Natural language region descriptions
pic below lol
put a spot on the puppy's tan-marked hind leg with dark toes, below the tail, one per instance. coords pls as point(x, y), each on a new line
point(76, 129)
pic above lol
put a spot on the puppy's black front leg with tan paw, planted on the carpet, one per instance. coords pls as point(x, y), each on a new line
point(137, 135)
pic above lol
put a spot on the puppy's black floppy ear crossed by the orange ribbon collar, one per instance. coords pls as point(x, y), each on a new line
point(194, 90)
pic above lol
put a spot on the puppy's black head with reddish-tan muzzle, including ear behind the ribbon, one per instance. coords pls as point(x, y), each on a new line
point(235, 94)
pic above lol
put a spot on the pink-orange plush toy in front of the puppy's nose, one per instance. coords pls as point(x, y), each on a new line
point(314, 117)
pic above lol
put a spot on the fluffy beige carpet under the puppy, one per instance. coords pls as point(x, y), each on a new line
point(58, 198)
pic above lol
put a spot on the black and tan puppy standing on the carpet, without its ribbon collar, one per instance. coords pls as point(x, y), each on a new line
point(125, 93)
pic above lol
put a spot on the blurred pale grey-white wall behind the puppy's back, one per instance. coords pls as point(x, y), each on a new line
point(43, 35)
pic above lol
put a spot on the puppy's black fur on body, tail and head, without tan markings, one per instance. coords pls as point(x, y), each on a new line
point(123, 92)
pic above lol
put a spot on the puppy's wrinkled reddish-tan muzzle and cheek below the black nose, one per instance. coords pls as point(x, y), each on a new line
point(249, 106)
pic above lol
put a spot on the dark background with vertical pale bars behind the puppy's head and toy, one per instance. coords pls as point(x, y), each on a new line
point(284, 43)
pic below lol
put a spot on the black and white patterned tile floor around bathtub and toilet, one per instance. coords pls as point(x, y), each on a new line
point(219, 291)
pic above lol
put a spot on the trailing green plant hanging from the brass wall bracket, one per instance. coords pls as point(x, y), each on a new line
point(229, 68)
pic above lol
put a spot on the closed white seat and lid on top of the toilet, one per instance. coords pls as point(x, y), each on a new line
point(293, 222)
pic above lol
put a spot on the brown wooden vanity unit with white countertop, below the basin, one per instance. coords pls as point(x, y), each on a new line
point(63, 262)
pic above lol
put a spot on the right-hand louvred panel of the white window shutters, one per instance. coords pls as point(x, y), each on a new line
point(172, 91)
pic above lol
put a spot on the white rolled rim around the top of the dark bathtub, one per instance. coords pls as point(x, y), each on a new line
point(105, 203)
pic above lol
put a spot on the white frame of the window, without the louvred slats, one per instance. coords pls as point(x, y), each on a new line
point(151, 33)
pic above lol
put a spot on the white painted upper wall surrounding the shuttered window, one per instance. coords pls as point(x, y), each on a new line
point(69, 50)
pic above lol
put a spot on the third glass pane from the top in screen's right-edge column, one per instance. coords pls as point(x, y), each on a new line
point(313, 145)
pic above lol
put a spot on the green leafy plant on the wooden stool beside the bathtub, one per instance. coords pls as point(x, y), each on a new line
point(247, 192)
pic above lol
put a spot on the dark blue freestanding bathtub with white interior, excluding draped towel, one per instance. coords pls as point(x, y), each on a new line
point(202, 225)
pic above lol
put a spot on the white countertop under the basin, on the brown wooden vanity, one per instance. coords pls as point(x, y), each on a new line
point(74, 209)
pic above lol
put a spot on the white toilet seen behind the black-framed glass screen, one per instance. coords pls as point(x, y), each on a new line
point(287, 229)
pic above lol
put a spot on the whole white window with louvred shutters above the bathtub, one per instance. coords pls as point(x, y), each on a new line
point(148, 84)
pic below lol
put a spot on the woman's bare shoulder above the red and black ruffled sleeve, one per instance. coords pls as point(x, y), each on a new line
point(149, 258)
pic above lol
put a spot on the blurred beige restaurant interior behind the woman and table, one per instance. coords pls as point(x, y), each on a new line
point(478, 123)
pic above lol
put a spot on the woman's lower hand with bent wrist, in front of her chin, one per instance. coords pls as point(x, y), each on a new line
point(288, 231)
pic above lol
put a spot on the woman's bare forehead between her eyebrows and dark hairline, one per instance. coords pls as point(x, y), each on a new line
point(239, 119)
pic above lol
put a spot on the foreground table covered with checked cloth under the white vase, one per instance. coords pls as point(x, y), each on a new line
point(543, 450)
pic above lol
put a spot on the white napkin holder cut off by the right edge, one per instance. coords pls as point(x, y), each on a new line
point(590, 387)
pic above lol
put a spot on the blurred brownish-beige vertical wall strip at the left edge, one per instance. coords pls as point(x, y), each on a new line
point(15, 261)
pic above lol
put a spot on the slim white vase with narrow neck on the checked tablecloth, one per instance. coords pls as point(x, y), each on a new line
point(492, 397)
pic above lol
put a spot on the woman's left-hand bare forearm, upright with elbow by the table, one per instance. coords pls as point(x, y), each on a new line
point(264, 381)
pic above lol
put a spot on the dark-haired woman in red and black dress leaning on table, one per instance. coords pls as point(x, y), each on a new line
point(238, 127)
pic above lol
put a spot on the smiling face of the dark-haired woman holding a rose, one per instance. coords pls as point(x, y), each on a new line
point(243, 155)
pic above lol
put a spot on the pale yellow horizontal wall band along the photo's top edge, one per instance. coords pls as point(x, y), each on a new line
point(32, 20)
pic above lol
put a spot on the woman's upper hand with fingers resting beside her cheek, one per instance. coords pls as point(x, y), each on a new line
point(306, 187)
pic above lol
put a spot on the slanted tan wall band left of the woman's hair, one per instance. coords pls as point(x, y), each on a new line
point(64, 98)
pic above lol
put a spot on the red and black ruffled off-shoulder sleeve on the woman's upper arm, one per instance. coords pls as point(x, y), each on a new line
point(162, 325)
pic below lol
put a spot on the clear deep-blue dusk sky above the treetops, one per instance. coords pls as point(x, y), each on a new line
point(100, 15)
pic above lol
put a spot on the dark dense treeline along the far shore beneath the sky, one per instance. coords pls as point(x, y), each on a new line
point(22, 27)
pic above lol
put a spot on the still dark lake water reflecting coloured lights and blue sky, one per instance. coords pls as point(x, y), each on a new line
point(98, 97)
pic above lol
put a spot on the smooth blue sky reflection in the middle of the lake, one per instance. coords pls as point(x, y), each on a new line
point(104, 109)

## [WORK ORDER]
Set the data above down again in full, exactly as it reads.

## [EXERCISE OUTPUT]
pic below lol
put a spot on the puppy's tan-marked hind leg with dark toes, below the tail, one per instance. coords pls as point(x, y), each on a new line
point(76, 129)
pic above lol
put a spot on the puppy's black front leg with tan paw, planted on the carpet, one per instance. coords pls as point(x, y), each on a new line
point(137, 135)
pic above lol
put a spot on the puppy's black floppy ear crossed by the orange ribbon collar, one per instance. coords pls as point(x, y), each on a new line
point(194, 90)
pic above lol
put a spot on the puppy's black head with reddish-tan muzzle, including ear behind the ribbon, one per instance. coords pls as point(x, y), each on a new line
point(235, 94)
pic above lol
put a spot on the pink-orange plush toy in front of the puppy's nose, one per instance. coords pls as point(x, y), each on a new line
point(314, 117)
pic above lol
put a spot on the fluffy beige carpet under the puppy, one per instance. coords pls as point(x, y), each on a new line
point(58, 198)
pic above lol
put a spot on the black and tan puppy standing on the carpet, without its ribbon collar, one per instance. coords pls as point(x, y), each on a new line
point(125, 93)
pic above lol
put a spot on the blurred pale grey-white wall behind the puppy's back, one per instance. coords pls as point(x, y), each on a new line
point(43, 35)
pic above lol
put a spot on the puppy's black fur on body, tail and head, without tan markings, one per instance. coords pls as point(x, y), each on a new line
point(123, 92)
pic above lol
put a spot on the puppy's wrinkled reddish-tan muzzle and cheek below the black nose, one per instance. coords pls as point(x, y), each on a new line
point(249, 106)
pic above lol
put a spot on the dark background with vertical pale bars behind the puppy's head and toy, one per instance. coords pls as point(x, y), each on a new line
point(284, 43)
pic below lol
put a spot on the black and white patterned tile floor around bathtub and toilet, one per instance. coords pls as point(x, y), each on a new line
point(219, 291)
pic above lol
put a spot on the trailing green plant hanging from the brass wall bracket, one per instance. coords pls as point(x, y), each on a new line
point(229, 68)
pic above lol
put a spot on the closed white seat and lid on top of the toilet, one per instance. coords pls as point(x, y), each on a new line
point(293, 222)
pic above lol
put a spot on the brown wooden vanity unit with white countertop, below the basin, one per instance. coords pls as point(x, y), each on a new line
point(63, 262)
pic above lol
put a spot on the right-hand louvred panel of the white window shutters, one per instance. coords pls as point(x, y), each on a new line
point(172, 91)
pic above lol
put a spot on the white rolled rim around the top of the dark bathtub, one per instance. coords pls as point(x, y), each on a new line
point(105, 203)
pic above lol
put a spot on the white frame of the window, without the louvred slats, one per instance. coords pls as point(x, y), each on a new line
point(151, 33)
pic above lol
put a spot on the white painted upper wall surrounding the shuttered window, one per instance. coords pls as point(x, y), each on a new line
point(69, 50)
pic above lol
put a spot on the third glass pane from the top in screen's right-edge column, one per instance. coords pls as point(x, y), each on a new line
point(313, 145)
pic above lol
put a spot on the green leafy plant on the wooden stool beside the bathtub, one per instance. coords pls as point(x, y), each on a new line
point(247, 192)
pic above lol
put a spot on the dark blue freestanding bathtub with white interior, excluding draped towel, one per instance. coords pls as point(x, y), each on a new line
point(202, 225)
pic above lol
put a spot on the white countertop under the basin, on the brown wooden vanity, one per instance. coords pls as point(x, y), each on a new line
point(74, 209)
pic above lol
put a spot on the white toilet seen behind the black-framed glass screen, one per instance. coords pls as point(x, y), each on a new line
point(287, 229)
pic above lol
put a spot on the whole white window with louvred shutters above the bathtub, one per instance. coords pls as point(x, y), each on a new line
point(148, 84)
pic below lol
put a spot on the woman's bare shoulder above the red and black ruffled sleeve, one per instance. coords pls as point(x, y), each on a new line
point(149, 258)
pic above lol
put a spot on the blurred beige restaurant interior behind the woman and table, one per instance. coords pls as point(x, y), each on a new line
point(478, 123)
pic above lol
put a spot on the woman's lower hand with bent wrist, in front of her chin, one per instance. coords pls as point(x, y), each on a new line
point(288, 231)
pic above lol
put a spot on the woman's bare forehead between her eyebrows and dark hairline, one per instance. coords pls as point(x, y), each on a new line
point(239, 119)
pic above lol
put a spot on the foreground table covered with checked cloth under the white vase, one per instance. coords pls as point(x, y), each on a new line
point(543, 450)
pic above lol
put a spot on the white napkin holder cut off by the right edge, one per instance. coords pls as point(x, y), each on a new line
point(590, 387)
pic above lol
put a spot on the blurred brownish-beige vertical wall strip at the left edge, one per instance. coords pls as point(x, y), each on a new line
point(15, 261)
pic above lol
put a spot on the slim white vase with narrow neck on the checked tablecloth, one per instance. coords pls as point(x, y), each on a new line
point(492, 397)
pic above lol
put a spot on the woman's left-hand bare forearm, upright with elbow by the table, one per instance. coords pls as point(x, y), each on a new line
point(264, 381)
pic above lol
put a spot on the dark-haired woman in red and black dress leaning on table, one per instance. coords pls as point(x, y), each on a new line
point(238, 127)
pic above lol
put a spot on the smiling face of the dark-haired woman holding a rose, one per instance. coords pls as point(x, y), each on a new line
point(243, 155)
pic above lol
put a spot on the pale yellow horizontal wall band along the photo's top edge, one per instance. coords pls as point(x, y), each on a new line
point(32, 20)
pic above lol
put a spot on the woman's upper hand with fingers resting beside her cheek, one per instance. coords pls as point(x, y), each on a new line
point(306, 187)
pic above lol
put a spot on the slanted tan wall band left of the woman's hair, one per instance. coords pls as point(x, y), each on a new line
point(64, 98)
pic above lol
put a spot on the red and black ruffled off-shoulder sleeve on the woman's upper arm, one per instance. coords pls as point(x, y), each on a new line
point(162, 325)
pic below lol
put a spot on the clear deep-blue dusk sky above the treetops, one per instance. coords pls as point(x, y), each on a new line
point(100, 15)
pic above lol
put a spot on the dark dense treeline along the far shore beneath the sky, one per instance. coords pls as point(x, y), each on a new line
point(22, 27)
pic above lol
put a spot on the still dark lake water reflecting coloured lights and blue sky, one per instance. coords pls as point(x, y), each on a new line
point(98, 97)
pic above lol
put a spot on the smooth blue sky reflection in the middle of the lake, one per instance. coords pls as point(x, y), each on a new line
point(104, 109)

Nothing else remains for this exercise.